* **Cose da fare**
A: Rispondi a queste domande sul testo sulle icone:
(i) Chi convocò il secondo Concilio di Nicea?
(ii) Quale papa approvò il secondo Concilio di Nicea?
(iii) In che anno risalgono le Orazioni sulle immagini di Giovanni Damasceno?
B: Elenca tutti i rimandi alle fonti che il testo sulle icone riporta tra parentesi, con autore, anno e pagine se indicati.

* **Testo di lettura**
==================================================

Questa regola è così conosciuta: «In alcuni dipinti si trova l'agnello indicato dal dito del Precursore; questo agnello è là posizionato come figura della grazia, consentendoci di vedere in anticipo, attraverso la legge, il vero Agnello, Cristo nostro Dio. Onorando sicuramente le figure e le ombre in quanto simboli della verità e prefigurazioni offerte in vista della Chiesa, noi preferiamo la grazia e la verità, ricevendo questa verità come compimento della legge. Disponiamo dunque che d'ora in poi questo compimento sia evidenziato agli occhi di tutti nelle pitture, e che dunque nelle icone sia collocato, al posto dell'agnello antico, nel suo aspetto umano, colui che ha tolto i peccati del mondo, Cristo nostro Dio. In questo modo noi possiamo comprendere la sublime umiltà di Dio, in quanto Verbo, e siamo condotti a ricordare la sua abitazione nella carne, la sua Passione, la sua morte redentrice e, attraverso quella, la liberazione che ne è derivata per il mondo. (Uspenskij, 2007, pp. 25-26)

Rappresentando Cristo antropomorfo, si rappresenta l’unione delle due nature, quella divina e quella umana, ossia la sua Persona. L’icona di Cristo, che trae la sua origine dall’Invisibile, è, insomma, la rappresentazione figurativa di quell’Incarnazione che effettivamente – in quanto visibile a tutti nell’icona – ha avuto luogo.

Le decisioni del Concilio Quinisesto non vennero approvate dalla Chiesa di Roma; ciononostante, il canone 82, lungi dall’interessare unicamente la Chiesa cristiana d’Oriente, interessa la costruzione stessa del concetto di icona occidentale, in particolare dopo il secondo Concilio di Nicea (787). Convocato dall’imperatrice bizantina Irene, reggente per il figlio Costantino VI e che aveva nominato come patriarca Tarasio, laico e capo della cancelleria imperiale, il secondo Concilio di Nicea venne approvato, non senza ambiguità, da papa Adriano I (Parrinello, 2015, pp. 42-43). Nel tentativo di trovare una via d’uscita dall’iconoclastia che vedeva coinvolta la Chiesa d’Oriente, Tarasio, per volontà di Irene, formulò una professione di fede favorevole alle immagini, riferita al canone 82 del Concilio Quinisesto – professione di fede che inviò ad Adriano I. Nella concezione dell’icona e delle immagini tra Oriente e Occidente rimangono delle ambiguità: anche se nelle Orazioni sulle immagini (730), il monaco orientale Giovanni Damasceno distingue tra l’adorazione, che è riservata solo a Dio, e la venerazione, che si può rivolgere alla persona rappresentata nelle icone, gli occidentali credevano che l’adorazione (l’idolatria) delle immagini caratterizzasse proprio la Chiesa d’Oriente, e preferivano dunque utilizzare le immagini con un intento esclusivamente pedagogico (p. 44)3. Ciononostante, in entrambe le Chiese sembra fondamentale l’attenzione nei confronti di come rappresentare Cristo, in quanto è la sua stessa Persona rappresentata e resa visibile – e non la rappresentazione in sé, cioè l’idolo – degna di venerazione.

==================================================

(Elementi da un dataset)
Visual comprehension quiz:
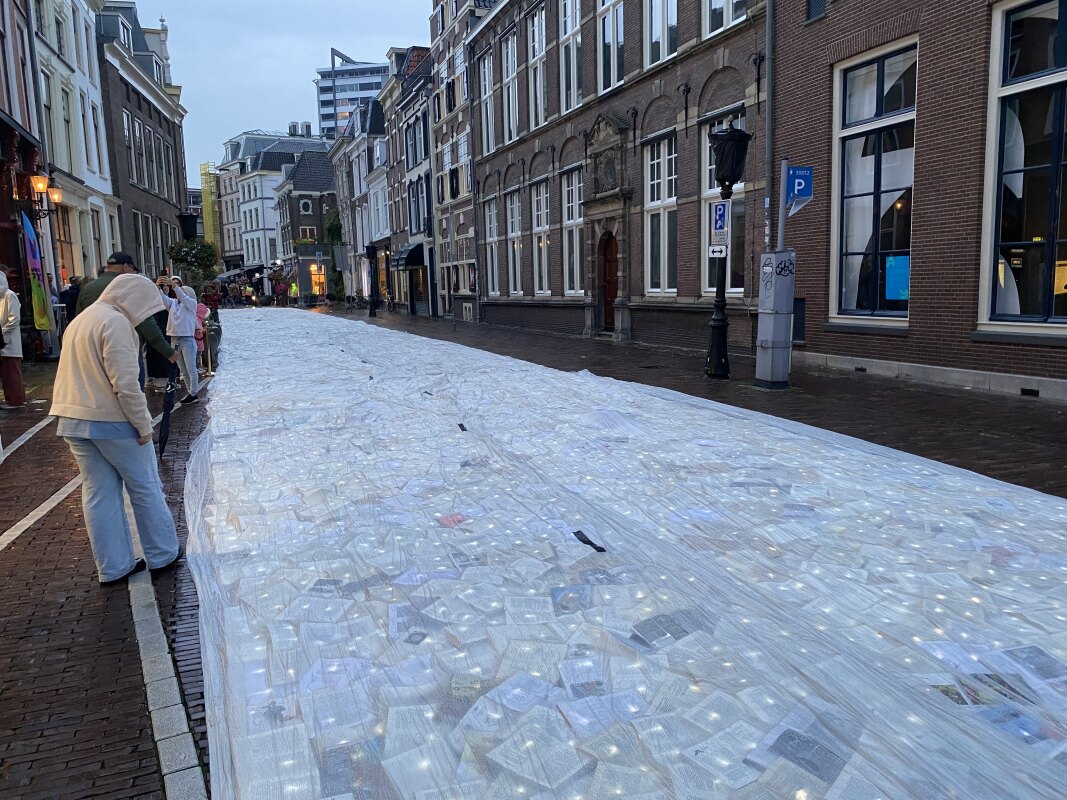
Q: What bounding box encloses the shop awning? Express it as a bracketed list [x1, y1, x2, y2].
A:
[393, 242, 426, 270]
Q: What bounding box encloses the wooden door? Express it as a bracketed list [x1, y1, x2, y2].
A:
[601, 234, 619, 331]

==================================================

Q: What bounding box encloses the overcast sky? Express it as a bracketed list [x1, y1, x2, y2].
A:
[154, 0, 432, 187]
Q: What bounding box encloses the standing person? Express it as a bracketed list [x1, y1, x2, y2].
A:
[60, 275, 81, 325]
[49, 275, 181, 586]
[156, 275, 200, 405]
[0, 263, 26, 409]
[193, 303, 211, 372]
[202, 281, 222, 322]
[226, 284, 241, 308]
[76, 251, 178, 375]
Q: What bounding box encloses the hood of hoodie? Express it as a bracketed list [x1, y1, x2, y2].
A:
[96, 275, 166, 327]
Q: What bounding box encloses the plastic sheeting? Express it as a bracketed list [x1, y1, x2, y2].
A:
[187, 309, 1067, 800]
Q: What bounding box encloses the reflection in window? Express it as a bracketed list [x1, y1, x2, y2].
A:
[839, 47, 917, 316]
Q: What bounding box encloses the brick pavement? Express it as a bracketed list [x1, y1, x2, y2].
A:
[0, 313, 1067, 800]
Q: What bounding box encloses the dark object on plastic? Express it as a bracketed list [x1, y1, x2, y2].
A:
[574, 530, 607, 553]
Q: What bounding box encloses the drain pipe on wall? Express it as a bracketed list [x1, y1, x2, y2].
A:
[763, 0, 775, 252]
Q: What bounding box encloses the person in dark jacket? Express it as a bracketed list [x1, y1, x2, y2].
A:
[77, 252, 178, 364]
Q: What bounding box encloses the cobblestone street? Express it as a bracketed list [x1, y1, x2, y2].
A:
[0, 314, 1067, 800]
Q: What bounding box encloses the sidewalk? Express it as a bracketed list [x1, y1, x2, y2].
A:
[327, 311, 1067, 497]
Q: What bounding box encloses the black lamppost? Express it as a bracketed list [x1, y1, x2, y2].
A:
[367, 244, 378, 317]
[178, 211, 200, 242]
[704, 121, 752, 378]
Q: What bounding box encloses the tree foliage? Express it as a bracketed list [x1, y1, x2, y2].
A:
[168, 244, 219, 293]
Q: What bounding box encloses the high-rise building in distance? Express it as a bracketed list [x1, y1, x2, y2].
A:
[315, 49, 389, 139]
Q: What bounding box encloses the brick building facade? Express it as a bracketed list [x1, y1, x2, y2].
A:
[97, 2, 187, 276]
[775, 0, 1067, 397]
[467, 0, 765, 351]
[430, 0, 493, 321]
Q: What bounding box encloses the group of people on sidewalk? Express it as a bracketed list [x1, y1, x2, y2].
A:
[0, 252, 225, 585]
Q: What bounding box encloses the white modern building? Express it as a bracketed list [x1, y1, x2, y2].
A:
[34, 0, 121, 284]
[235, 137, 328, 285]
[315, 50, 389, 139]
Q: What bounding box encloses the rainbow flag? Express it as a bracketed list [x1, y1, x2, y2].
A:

==================================================

* **Compiti risolti**
A:
(i) L'imperatrice bizantina Irene, reggente per il figlio Costantino VI.
(ii) Papa Adriano I.
(iii) Al 730.

B:
Uspenskij, 2007, pp. 25-26
Parrinello, 2015, pp. 42-43
p. 44